*Exercise brief*. Copy only this range: the line with "Would you mind marking the number" through the final line of the material, inclusive at both ends.

=====

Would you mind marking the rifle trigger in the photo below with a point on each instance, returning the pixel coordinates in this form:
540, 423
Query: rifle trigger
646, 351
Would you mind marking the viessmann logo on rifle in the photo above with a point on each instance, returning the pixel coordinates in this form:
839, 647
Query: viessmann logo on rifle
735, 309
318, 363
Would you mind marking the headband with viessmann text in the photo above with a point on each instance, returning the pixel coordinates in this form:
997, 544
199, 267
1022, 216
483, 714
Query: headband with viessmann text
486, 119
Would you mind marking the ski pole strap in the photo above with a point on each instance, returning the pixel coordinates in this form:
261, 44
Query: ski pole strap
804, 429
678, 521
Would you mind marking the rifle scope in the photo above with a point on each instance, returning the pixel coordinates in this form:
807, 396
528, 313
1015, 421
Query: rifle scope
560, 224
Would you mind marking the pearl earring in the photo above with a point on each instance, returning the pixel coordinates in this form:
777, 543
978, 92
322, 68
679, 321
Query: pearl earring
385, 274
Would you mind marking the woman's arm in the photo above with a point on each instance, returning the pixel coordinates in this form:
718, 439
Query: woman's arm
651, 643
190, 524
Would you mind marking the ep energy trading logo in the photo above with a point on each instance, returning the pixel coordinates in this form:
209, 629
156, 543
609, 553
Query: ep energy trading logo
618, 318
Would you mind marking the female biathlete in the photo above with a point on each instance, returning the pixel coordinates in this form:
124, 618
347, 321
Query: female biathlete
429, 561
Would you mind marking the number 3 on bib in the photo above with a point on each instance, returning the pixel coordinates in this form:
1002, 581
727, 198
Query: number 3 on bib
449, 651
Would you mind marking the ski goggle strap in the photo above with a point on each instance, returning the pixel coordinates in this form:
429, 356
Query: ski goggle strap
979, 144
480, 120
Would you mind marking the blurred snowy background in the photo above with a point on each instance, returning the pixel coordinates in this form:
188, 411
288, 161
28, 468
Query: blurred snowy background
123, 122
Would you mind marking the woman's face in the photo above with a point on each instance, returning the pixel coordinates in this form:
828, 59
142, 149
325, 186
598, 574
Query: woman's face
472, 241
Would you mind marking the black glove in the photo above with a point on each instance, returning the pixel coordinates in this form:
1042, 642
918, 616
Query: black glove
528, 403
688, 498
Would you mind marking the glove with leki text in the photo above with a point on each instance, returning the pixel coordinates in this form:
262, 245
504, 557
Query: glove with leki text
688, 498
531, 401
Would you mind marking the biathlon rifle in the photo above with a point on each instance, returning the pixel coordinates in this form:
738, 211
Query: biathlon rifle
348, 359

=====

*Exercise answer*.
Would you mind marking the number 3 on bib in the photo above with a point on each instance, returning the pixel coordinates in this form:
1002, 581
727, 198
Query: number 3 on bib
449, 651
Would you mind marking the ski goggle strap in the photo above with a point on each instance, returning the pixel coordinates in this form:
429, 356
Query: ski goggle strap
979, 144
480, 120
Would you mind marking the blurred snowy background in the photo above with a point on each instance, returning the pixel coordinates in this form:
188, 411
288, 161
28, 468
Query: blurred snowy background
123, 122
Would you mind marking the woman's face in the photo above with a point on each instance, returning the pixel coordinates in this form:
828, 59
142, 149
325, 186
598, 574
Query: woman's face
472, 241
Would you mind marking the black glove in the photo above with a point on each instance, returning the pixel coordinates in this form:
1042, 642
918, 616
Query: black glove
528, 403
688, 498
Would you mind marking the glove with leki text in the photo above with a point on each instance, returning the pixel coordinates in this form:
262, 245
504, 557
Query: glove with leki text
688, 498
531, 401
Would you mind marking the biathlon rifle in the photo above with a point on each instance, returning the pixel coordinates in this form:
738, 211
Query: biathlon rifle
348, 359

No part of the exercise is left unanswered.